> **Objetivo do exercício**
Edite as linhas dos registros, começando na que contém "Where is the white patterned" e parando depois da que contém "294 391 572 563". Reescreva-as trocando "ceramic vase" por "clay vase" e mantendo todo o restante igual.

> **Itens**
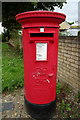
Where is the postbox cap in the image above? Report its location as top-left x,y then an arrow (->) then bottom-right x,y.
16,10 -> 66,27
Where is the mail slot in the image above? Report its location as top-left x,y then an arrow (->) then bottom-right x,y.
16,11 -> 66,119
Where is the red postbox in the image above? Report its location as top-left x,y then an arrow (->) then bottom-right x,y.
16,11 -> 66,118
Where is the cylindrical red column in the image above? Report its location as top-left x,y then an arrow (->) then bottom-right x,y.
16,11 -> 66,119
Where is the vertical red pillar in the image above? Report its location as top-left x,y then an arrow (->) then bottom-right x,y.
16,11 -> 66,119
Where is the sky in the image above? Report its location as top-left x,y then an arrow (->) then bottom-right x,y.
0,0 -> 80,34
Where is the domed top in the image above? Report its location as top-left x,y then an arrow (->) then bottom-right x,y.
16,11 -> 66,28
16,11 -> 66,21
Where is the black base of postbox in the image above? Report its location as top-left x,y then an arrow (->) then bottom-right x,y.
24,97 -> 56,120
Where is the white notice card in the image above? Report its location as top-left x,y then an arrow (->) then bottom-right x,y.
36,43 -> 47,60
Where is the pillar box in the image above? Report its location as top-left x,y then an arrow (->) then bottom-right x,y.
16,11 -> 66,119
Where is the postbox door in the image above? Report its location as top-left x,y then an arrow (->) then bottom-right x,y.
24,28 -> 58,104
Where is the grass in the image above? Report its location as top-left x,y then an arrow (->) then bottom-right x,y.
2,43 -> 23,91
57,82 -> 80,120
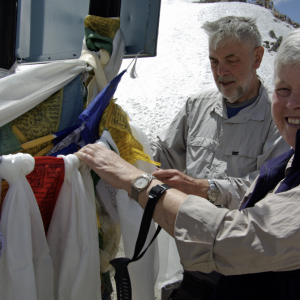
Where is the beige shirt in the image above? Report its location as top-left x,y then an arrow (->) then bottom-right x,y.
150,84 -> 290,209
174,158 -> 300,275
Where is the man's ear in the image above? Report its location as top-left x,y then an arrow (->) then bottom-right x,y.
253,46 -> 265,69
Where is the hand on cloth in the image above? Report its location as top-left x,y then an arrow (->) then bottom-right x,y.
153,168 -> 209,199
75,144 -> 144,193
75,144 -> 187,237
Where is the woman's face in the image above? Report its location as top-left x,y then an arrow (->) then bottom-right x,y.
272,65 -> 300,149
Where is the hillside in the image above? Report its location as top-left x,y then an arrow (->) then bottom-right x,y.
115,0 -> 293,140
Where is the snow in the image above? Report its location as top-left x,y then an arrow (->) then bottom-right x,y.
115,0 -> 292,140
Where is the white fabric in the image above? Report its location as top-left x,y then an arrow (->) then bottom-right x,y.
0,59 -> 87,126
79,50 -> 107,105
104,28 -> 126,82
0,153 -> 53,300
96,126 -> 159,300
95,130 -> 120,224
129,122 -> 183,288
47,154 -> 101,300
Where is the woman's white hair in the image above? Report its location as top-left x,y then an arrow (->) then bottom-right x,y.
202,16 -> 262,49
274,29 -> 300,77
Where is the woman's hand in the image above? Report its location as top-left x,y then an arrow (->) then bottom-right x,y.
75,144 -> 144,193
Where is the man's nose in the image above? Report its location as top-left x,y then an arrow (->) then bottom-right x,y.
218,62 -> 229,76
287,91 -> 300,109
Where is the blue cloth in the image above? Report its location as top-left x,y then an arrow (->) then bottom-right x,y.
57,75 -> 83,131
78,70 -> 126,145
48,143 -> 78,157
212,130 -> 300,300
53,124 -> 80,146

==

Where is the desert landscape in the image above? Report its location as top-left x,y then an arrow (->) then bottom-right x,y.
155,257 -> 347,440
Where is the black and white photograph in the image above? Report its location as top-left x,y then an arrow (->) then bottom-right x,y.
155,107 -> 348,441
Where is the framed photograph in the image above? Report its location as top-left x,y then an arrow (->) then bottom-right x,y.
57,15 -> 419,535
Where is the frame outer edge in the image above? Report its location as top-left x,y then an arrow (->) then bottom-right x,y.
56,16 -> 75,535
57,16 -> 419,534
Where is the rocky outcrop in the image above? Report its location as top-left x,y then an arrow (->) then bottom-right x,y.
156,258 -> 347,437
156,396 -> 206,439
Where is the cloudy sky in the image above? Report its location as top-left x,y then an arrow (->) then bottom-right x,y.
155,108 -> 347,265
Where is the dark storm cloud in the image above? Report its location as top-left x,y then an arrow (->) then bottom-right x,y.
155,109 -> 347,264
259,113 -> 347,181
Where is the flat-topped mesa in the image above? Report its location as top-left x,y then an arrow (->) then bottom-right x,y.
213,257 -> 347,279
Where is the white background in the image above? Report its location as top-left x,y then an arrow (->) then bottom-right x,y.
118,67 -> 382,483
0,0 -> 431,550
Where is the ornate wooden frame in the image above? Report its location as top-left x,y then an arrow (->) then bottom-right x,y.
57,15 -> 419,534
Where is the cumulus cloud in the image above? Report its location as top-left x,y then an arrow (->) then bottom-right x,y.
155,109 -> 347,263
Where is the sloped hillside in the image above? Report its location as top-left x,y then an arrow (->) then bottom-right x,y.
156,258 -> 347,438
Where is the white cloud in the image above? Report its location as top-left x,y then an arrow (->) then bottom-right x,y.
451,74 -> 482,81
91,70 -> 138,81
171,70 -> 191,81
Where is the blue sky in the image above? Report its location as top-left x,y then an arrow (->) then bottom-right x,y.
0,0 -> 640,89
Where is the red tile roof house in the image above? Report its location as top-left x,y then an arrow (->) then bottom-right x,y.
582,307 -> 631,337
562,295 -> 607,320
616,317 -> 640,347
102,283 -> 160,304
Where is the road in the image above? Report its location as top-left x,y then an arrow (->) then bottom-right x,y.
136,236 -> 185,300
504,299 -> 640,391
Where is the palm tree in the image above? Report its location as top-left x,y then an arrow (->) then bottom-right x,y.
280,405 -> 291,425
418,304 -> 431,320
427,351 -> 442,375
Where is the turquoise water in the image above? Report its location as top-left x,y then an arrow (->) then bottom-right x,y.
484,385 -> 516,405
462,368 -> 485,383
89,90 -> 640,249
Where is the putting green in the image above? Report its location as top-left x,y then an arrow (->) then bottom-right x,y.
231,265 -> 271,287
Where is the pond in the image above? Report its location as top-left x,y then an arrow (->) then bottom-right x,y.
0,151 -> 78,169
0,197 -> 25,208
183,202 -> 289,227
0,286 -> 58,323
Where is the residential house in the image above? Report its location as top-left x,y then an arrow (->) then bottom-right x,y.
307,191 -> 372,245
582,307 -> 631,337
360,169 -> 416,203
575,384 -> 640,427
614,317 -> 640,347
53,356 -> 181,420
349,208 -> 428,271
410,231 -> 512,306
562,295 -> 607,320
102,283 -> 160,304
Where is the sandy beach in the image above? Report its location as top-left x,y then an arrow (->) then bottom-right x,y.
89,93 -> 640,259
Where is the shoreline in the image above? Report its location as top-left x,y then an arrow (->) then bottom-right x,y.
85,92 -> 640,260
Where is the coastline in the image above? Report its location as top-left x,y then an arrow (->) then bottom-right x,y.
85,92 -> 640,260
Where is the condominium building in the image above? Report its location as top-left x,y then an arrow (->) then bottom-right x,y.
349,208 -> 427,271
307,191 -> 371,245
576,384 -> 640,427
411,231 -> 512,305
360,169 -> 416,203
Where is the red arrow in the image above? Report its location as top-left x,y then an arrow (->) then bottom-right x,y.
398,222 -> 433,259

---

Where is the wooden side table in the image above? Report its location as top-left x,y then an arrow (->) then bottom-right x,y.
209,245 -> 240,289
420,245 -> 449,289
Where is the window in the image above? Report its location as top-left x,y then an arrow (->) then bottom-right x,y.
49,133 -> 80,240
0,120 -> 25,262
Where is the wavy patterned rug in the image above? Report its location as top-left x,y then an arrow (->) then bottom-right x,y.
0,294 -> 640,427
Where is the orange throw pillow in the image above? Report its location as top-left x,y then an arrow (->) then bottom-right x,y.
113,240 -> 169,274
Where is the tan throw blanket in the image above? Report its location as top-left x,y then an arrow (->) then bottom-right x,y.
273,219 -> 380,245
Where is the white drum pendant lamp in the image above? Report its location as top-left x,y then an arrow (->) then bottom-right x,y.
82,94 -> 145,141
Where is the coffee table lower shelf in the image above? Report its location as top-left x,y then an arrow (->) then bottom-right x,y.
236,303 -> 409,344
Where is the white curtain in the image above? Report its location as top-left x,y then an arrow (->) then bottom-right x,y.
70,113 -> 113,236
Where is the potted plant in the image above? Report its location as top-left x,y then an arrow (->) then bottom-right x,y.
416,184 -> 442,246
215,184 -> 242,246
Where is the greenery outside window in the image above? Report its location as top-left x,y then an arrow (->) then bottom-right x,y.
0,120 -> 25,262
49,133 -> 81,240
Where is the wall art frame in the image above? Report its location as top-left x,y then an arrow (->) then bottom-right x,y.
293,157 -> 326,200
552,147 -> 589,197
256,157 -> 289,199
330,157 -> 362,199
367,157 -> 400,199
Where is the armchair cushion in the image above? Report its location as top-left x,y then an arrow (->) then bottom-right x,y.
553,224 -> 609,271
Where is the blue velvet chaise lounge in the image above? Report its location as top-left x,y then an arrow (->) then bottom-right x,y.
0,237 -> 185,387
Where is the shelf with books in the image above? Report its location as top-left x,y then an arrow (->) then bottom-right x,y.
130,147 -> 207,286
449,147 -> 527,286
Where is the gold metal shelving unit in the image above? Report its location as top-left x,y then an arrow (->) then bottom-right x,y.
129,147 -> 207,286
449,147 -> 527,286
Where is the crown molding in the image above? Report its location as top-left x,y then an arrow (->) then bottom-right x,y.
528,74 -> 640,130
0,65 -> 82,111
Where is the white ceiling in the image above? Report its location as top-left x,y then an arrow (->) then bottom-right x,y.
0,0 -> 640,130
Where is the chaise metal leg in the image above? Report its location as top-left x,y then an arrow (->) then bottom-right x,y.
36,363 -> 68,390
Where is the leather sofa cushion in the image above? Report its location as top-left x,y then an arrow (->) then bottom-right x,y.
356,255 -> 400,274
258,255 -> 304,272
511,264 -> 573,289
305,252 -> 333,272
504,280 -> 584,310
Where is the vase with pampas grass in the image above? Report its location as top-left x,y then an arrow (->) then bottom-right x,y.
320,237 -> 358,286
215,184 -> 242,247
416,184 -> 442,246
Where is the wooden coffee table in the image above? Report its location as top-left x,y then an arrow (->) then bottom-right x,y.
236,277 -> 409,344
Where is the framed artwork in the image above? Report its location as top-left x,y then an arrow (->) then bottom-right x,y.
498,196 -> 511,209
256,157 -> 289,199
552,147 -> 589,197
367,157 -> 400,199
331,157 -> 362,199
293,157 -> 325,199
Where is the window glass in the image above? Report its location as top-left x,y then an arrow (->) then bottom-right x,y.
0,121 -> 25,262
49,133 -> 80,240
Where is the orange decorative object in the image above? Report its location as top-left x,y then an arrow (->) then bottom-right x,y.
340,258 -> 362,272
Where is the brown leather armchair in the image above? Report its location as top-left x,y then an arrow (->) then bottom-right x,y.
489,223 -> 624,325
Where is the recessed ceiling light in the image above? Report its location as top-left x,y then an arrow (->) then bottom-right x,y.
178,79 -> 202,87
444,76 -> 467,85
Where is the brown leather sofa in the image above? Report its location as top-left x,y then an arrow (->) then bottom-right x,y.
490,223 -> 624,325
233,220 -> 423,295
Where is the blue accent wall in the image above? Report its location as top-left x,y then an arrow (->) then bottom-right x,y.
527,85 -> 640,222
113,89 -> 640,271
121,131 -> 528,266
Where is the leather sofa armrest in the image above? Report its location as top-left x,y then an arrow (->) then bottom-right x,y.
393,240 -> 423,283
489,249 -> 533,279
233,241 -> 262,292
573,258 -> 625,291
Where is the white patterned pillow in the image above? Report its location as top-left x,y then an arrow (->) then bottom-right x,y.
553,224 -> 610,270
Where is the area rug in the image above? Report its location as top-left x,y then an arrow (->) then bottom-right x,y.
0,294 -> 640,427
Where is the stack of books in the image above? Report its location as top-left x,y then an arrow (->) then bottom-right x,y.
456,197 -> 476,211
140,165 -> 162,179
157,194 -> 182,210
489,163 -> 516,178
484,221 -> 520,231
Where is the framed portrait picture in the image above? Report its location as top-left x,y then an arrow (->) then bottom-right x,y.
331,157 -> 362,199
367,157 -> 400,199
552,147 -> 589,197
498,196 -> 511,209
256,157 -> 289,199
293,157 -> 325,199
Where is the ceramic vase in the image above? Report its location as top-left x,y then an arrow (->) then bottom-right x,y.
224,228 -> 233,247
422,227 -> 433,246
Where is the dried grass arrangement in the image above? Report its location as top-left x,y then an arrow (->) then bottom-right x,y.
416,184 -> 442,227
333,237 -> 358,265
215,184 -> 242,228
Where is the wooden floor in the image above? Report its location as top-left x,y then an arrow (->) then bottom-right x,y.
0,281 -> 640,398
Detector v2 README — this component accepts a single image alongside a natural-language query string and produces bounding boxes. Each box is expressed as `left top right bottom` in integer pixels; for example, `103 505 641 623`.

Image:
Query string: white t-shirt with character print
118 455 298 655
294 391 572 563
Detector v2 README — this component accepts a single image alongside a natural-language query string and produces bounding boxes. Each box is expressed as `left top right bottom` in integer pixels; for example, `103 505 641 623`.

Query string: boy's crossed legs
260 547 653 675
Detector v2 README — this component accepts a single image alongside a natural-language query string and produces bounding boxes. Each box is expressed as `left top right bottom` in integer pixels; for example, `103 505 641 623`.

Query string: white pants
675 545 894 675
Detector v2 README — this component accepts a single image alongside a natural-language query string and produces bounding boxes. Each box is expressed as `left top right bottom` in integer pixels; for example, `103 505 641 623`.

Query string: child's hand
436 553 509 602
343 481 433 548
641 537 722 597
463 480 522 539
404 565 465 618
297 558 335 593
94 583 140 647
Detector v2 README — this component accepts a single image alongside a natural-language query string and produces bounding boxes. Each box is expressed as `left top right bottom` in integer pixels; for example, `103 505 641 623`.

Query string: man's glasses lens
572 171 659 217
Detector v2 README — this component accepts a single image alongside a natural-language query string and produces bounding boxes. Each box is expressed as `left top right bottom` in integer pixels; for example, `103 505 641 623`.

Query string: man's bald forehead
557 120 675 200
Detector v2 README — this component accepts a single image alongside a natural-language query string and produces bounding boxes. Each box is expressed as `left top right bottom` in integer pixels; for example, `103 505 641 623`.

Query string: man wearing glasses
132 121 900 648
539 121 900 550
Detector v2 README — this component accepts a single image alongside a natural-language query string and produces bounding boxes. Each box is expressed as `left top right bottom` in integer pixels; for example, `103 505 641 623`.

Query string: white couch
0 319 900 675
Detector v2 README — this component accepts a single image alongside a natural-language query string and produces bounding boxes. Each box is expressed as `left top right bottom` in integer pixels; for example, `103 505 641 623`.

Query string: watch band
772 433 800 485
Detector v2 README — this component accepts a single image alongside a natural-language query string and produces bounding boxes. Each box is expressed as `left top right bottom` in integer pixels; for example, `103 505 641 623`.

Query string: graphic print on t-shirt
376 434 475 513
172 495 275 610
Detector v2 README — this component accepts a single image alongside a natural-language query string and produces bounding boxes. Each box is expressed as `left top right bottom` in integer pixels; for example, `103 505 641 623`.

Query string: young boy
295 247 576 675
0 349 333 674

> **Resposta do exercício**
Where is the white patterned pillow in the image above? Report its location as top-left x,y then an arrow (->) then bottom-right x,y.
553,224 -> 610,270
Where is the area rug in the image above? Report its location as top-left x,y then an arrow (->) then bottom-right x,y.
0,294 -> 640,427
Where is the stack of books in the image above? Report its location as top-left x,y then an arrow (->) then bottom-right x,y.
456,197 -> 476,211
140,165 -> 162,179
157,194 -> 182,210
489,163 -> 516,178
484,221 -> 520,231
Where is the framed portrait picture in the image above? Report its location as top-left x,y then an arrow (->) then bottom-right x,y.
331,157 -> 362,199
367,157 -> 400,199
552,147 -> 589,197
498,196 -> 511,209
256,157 -> 289,199
293,157 -> 325,199
Where is the clay vase in the image above? Report its location as top-left x,y then an arrow (->) then bottom-right x,y.
224,228 -> 233,247
422,227 -> 433,246
Where is the dried grass arrangement in the image above? Report its location as top-left x,y then an arrow (->) then bottom-right x,y.
416,184 -> 442,227
333,237 -> 358,265
215,184 -> 242,228
Where is the wooden floor in the image above? Report its location as top-left x,y then an arrow (->) then bottom-right x,y.
0,281 -> 640,398
Detector v2 README — this component accepts a single image alongside a natural-language query string and produces bounding boxes. Each box is expressed as `left top right bottom` in integer pixels; for example, `103 505 641 623`.

Image:
Query string: white t-shirt with character print
118 455 298 655
294 391 572 563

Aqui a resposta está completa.